--- RECORD SET ---

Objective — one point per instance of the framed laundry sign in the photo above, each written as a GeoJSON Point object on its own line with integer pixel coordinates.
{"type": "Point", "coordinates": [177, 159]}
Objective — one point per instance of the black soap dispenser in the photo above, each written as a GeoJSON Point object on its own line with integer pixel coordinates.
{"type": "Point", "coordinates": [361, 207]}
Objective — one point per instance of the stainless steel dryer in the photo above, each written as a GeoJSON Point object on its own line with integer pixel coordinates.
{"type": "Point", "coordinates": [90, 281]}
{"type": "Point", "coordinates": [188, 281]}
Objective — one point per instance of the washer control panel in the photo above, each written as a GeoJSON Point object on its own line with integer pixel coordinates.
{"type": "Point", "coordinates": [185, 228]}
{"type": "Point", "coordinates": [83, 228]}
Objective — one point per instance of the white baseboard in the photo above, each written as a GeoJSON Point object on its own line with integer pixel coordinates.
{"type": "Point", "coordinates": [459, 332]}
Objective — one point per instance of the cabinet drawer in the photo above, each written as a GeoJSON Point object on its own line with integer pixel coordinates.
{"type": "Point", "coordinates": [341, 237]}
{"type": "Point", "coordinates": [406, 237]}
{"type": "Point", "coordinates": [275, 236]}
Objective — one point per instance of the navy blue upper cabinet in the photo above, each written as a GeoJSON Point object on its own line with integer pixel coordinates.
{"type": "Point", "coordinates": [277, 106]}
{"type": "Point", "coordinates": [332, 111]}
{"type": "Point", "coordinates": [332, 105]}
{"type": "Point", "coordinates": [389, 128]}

---

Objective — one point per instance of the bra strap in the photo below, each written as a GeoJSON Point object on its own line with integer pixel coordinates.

--- DIRECTIVE ---
Which lines in the entries above contain the word "soap"? Pick them out and copy each one in full.

--- RESULT FOR THIS TASK ---
Objective — one point per instance of the black soap dispenser in the photo above, each written as a GeoJSON Point object on its own line with integer pixel coordinates.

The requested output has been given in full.